What to do =>
Copy out in full, word for word, the Insignia Financial Group passage on the proposed CB Richard Ellis merger.

Text passage =>
□ □ □
The Merger Agreement further provides that all of Insignias directors will resign immediately prior to the completion of the Merger. Following the Merger, Insignia will cease to be a reporting company under the Securities Exchange Act of 1934, as amended, and its Common Stock will cease to be traded on the New York Stock Exchange. Consummation of the Merger requires approval by Insignias shareholders, CBs receipt of equity and debt financing, the receipt of regulatory approvals and other customary closing conditions. In connection with the Merger Agreement, several members of senior management of Insignia (who collectively own approximately 6.6% of voting common shares) entered into Voting Agreements with CB and Insignia (the Voting Agreements), pursuant to which these individuals agreed to vote their shares in favor of approving the Merger Agreement, the Merger and the other transactions contemplated by the Merger and the Merger Agreement and to vote their shares against any acquisition proposal from a third-party.
60
Insignia Financial Group, Inc.
Notes to Consolidated Financial Statements (continued)
22. Subsequent Events (continued)
Proposed CB Richard Ellis Merger (continued)
□ □ □
Entries shown =>
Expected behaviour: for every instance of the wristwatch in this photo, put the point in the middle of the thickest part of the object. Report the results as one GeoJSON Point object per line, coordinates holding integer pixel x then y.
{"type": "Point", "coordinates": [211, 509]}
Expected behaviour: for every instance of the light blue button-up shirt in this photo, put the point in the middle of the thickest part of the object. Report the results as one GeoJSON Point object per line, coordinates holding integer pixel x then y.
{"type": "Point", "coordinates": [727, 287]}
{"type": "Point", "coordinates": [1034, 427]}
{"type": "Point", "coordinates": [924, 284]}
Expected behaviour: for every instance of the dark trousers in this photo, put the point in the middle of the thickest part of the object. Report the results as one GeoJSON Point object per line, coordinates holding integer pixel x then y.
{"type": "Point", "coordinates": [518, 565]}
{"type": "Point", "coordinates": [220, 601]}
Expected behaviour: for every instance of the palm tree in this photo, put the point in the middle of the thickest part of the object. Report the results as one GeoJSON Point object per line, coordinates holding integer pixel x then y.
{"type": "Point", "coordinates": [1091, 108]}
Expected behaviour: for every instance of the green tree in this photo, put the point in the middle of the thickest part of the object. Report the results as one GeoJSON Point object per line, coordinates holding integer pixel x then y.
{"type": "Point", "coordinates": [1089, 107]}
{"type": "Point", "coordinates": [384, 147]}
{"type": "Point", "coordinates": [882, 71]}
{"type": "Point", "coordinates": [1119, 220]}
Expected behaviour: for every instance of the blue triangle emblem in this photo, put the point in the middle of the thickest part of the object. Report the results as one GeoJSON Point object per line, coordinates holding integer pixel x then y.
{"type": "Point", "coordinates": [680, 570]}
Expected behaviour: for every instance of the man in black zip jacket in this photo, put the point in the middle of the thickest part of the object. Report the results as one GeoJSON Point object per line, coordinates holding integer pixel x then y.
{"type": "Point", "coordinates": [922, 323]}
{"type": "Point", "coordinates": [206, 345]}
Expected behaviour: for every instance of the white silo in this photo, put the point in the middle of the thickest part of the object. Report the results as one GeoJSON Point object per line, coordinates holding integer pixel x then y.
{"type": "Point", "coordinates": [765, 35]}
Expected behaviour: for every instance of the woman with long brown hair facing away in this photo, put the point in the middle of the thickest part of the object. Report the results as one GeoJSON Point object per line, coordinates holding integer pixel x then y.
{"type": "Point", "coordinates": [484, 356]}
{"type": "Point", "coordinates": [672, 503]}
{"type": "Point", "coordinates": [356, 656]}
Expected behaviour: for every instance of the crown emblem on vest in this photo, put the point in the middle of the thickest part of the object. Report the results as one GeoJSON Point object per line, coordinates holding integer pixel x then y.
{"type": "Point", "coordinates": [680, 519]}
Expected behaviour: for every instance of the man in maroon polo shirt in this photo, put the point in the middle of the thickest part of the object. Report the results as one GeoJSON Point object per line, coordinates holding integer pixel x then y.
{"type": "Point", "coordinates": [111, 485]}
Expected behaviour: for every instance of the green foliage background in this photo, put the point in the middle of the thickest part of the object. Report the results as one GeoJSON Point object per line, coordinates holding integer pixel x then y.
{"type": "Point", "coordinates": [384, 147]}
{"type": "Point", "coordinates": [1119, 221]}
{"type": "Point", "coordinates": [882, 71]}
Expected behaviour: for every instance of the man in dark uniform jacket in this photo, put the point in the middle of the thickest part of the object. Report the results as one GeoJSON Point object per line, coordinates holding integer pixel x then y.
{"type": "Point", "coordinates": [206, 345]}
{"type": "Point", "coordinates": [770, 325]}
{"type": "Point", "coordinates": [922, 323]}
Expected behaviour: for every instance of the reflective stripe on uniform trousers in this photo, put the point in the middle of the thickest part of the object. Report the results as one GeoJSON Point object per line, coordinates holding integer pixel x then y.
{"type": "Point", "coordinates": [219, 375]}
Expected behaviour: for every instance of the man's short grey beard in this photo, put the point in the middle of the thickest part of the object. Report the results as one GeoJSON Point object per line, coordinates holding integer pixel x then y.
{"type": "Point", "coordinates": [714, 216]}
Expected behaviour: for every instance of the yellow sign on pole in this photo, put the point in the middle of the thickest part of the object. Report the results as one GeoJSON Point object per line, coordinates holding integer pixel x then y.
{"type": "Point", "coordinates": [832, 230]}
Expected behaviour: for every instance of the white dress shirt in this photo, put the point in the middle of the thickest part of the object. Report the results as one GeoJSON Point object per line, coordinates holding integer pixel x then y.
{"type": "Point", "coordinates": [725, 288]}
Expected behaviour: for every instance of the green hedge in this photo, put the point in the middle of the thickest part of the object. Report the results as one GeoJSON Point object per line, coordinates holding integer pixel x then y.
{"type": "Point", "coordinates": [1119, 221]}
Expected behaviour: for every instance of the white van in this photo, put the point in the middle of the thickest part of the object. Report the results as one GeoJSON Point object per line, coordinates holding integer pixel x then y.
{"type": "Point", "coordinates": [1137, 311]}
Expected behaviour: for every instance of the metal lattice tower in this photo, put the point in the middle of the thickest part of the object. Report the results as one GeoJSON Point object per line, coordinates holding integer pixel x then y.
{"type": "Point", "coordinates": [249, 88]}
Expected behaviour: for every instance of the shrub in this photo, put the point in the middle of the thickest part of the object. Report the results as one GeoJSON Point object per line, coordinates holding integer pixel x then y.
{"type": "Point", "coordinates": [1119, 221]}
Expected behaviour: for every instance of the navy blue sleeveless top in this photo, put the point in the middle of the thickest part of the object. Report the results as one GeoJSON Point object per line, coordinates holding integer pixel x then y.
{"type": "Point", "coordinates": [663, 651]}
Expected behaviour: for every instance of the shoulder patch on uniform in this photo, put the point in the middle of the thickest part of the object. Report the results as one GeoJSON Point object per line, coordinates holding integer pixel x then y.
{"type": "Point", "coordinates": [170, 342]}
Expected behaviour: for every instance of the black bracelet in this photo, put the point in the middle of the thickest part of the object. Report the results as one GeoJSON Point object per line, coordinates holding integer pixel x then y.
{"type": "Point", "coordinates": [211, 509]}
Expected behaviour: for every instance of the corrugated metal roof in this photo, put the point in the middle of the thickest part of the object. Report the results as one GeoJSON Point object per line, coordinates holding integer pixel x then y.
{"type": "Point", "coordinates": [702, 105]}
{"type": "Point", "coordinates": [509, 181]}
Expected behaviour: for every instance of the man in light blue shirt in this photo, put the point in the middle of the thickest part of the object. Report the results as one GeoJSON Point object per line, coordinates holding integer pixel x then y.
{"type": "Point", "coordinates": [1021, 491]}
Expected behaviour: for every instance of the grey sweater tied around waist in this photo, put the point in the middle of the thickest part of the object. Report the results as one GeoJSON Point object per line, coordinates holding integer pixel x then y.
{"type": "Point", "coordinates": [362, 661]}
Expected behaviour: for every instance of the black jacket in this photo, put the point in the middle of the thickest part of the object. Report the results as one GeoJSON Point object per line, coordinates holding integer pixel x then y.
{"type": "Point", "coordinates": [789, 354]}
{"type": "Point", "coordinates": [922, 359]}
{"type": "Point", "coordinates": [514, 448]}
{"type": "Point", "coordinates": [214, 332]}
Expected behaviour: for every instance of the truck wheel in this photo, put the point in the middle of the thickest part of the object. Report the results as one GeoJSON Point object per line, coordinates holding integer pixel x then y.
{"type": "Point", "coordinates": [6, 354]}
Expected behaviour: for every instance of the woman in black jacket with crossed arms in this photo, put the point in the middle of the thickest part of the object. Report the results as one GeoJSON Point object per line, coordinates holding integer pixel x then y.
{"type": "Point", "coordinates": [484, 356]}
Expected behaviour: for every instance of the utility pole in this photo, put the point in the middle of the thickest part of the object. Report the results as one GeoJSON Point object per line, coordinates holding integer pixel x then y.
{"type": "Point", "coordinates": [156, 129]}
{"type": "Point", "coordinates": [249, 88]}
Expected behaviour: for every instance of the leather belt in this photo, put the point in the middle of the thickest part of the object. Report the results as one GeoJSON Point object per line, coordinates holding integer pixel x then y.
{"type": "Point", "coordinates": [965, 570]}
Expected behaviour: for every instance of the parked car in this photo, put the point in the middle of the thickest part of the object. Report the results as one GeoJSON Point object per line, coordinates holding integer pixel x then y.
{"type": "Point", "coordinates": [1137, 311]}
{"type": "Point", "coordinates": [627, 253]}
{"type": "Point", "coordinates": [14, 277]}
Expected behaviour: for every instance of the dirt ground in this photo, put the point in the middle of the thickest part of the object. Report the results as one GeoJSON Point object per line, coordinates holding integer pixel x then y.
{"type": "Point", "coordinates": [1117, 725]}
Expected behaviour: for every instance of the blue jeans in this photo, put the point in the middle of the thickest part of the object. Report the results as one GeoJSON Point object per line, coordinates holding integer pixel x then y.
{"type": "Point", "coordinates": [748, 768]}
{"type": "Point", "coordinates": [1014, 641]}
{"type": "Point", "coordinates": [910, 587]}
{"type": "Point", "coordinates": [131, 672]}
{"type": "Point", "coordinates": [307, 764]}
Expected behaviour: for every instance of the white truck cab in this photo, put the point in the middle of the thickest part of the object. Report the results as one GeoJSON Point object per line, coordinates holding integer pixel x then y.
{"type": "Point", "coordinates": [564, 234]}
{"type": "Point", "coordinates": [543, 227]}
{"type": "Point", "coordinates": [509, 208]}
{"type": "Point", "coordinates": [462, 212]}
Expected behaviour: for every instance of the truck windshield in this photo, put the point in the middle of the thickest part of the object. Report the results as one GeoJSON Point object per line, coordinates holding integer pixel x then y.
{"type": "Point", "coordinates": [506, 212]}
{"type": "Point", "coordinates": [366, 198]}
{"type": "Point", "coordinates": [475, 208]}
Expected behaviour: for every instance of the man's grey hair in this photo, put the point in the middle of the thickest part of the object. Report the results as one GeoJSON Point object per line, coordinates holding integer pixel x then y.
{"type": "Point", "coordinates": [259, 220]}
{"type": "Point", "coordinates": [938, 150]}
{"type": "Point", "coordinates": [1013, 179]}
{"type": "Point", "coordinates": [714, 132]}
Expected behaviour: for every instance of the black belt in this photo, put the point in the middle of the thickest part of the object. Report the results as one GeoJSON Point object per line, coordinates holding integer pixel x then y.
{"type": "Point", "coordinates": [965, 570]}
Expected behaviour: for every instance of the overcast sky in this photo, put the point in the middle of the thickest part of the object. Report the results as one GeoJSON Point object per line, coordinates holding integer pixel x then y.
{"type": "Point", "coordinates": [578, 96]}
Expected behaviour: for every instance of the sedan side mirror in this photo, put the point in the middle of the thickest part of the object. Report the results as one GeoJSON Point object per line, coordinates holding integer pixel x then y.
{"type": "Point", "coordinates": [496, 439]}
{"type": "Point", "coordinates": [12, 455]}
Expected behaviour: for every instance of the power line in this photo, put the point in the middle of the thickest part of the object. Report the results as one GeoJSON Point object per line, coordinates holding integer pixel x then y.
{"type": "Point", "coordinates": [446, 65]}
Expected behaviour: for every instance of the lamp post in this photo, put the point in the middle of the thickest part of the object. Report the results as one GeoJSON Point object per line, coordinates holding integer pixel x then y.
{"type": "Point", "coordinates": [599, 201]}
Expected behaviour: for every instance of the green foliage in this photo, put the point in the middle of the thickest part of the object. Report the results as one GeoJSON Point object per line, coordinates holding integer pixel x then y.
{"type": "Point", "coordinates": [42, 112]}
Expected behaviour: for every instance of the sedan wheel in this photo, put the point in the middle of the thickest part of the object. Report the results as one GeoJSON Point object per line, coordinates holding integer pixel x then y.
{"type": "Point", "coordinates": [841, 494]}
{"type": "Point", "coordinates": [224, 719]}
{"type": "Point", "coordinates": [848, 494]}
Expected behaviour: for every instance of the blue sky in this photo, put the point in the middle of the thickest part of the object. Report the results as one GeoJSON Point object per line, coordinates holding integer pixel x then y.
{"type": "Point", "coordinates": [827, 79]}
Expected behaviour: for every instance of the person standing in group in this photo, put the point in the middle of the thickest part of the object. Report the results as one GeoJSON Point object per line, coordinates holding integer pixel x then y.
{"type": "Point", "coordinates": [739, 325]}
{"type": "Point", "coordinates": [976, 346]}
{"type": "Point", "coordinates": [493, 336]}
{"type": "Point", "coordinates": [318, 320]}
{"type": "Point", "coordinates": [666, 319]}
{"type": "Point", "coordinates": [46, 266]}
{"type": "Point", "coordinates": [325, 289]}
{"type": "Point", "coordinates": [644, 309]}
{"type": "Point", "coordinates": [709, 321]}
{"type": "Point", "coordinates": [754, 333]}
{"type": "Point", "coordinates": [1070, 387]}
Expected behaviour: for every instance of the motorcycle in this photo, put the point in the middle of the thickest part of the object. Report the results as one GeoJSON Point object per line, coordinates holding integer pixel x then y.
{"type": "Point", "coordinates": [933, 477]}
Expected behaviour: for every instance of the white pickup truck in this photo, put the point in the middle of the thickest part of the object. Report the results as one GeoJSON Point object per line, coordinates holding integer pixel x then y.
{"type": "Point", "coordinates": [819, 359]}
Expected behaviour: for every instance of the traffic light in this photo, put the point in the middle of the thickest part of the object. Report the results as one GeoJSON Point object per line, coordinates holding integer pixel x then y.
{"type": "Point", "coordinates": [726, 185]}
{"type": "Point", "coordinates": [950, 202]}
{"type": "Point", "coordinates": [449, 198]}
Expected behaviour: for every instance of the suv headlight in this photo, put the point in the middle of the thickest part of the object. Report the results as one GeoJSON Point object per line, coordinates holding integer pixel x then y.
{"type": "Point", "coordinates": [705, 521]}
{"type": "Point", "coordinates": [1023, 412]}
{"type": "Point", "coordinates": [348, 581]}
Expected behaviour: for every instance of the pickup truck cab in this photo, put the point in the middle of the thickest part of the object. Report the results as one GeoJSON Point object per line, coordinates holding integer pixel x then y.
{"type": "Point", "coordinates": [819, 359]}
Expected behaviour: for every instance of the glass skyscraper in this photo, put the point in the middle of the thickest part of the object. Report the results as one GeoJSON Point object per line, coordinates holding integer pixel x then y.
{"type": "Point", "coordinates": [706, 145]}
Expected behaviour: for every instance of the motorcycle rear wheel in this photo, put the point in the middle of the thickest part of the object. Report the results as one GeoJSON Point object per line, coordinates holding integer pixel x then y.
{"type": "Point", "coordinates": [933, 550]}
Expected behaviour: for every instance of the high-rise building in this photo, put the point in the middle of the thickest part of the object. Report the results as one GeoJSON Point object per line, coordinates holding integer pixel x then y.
□ □ □
Response to the exercise =>
The Merger Agreement further provides that all of Insignias directors will resign immediately prior to the completion of the Merger. Following the Merger, Insignia will cease to be a reporting company under the Securities Exchange Act of 1934, as amended, and its Common Stock will cease to be traded on the New York Stock Exchange. Consummation of the Merger requires approval by Insignias shareholders, CBs receipt of equity and debt financing, the receipt of regulatory approvals and other customary closing conditions. In connection with the Merger Agreement, several members of senior management of Insignia (who collectively own approximately 6.6% of voting common shares) entered into Voting Agreements with CB and Insignia (the Voting Agreements), pursuant to which these individuals agreed to vote their shares in favor of approving the Merger Agreement, the Merger and the other transactions contemplated by the Merger and the Merger Agreement and to vote their shares against any acquisition proposal from a third-party.
60
Insignia Financial Group, Inc.
Notes to Consolidated Financial Statements (continued)
22. Subsequent Events (continued)
Proposed CB Richard Ellis Merger (continued)